[Saved data entries]

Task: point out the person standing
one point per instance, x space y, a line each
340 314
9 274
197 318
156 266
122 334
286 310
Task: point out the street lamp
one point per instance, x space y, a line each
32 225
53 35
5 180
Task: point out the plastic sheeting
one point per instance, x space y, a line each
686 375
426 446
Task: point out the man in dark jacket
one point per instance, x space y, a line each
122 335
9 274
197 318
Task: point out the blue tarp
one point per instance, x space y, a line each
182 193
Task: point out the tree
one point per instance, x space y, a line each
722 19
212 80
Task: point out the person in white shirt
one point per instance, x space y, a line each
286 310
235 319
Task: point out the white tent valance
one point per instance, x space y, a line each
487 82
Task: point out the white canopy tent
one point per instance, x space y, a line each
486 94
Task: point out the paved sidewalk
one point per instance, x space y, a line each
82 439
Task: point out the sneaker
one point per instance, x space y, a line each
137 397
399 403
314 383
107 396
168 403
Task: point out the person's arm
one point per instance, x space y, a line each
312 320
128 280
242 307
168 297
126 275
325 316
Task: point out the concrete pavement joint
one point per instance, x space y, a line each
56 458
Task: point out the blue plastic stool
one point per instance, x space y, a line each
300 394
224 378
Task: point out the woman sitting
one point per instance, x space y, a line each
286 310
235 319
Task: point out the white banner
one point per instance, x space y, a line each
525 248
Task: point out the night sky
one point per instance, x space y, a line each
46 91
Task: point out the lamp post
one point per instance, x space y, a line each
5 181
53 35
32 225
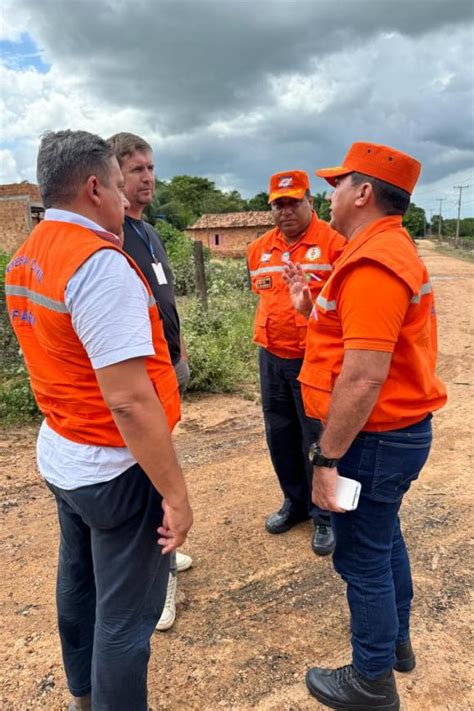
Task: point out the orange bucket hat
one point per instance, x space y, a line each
291 183
378 161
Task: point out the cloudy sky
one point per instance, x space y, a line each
235 90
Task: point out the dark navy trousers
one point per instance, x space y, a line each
370 553
289 433
111 587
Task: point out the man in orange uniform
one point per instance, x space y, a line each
280 331
369 376
101 373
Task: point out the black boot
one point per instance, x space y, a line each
282 520
345 688
322 541
406 659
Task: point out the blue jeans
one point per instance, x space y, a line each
370 553
289 433
111 587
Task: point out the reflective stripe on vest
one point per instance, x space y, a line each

What this task involves: Copy all the saved data above line for line, without changing anything. Leave the pictures out of your answer.

Solution:
Task: point out the person standing
one point per instance, x space y, a line each
340 314
9 274
197 318
156 266
122 334
286 310
Task: point out the street lamp
one point per instance, x space y, a line each
32 225
53 35
5 180
Task: point out the plastic sheeting
one point per instance, x space y, a line each
686 375
426 446
Task: point out the man in dark jacket
one point per instance, x space y, a line each
122 335
9 274
197 318
Task: point out the blue tarp
one point per instance, x space y, a line each
182 193
Task: point out the tree
one point per instance, x space y, a line each
722 19
212 80
Task: point out the person in white shirt
one point per instance, x space y, a line each
286 310
235 319
Task: point out the white tent valance
one point per instance, x space y, a line each
487 82
Task: point out the white canopy tent
one point per instance, x space y, a line each
486 94
Task: point out the paved sidewalk
one point per instance, x space y, a line each
82 439
Task: point out the sneaker
one point per instance, x space y, a line each
137 397
399 403
314 383
107 396
168 403
Task: point out the person's arm
one point per instance, x space y, a line each
312 320
128 280
242 307
168 297
126 275
325 316
Task: point out the concrete pavement joint
one point per instance, x space y, a line each
56 458
Task: point out the blue plastic stool
one point per instance, x space y, a line each
300 394
224 378
Task: point out the woman sitting
one point per instance, x space y, a line each
286 310
235 319
Task: point out the white banner
one point per instance, x space y, a line each
525 248
Task: point out the night sky
one point per instance, x space y, a line each
46 91
Task: point out the lamp post
one point per instance, x space y, a line each
5 181
53 35
32 225
Task: point out the orange bucket hat
one point per instance, x space y, a line each
291 183
378 161
Task: point out the cloudy sky
one point per instance, x space y, a line each
235 90
Task: point out the dark navy trousers
one point per instance, x space y, a line each
370 553
289 433
111 587
Task: point out the man in orange uniform
one point per instance, x space y, a line each
280 331
369 376
101 373
Task: point out the black boot
one point per instance, x space y, a line each
282 520
345 688
322 541
406 659
Task: point out the blue jeans
one point per instance, x space y, a line each
370 553
289 433
111 587
Task: point out the reflective stripe on vest
one point per instance, x space y, a line each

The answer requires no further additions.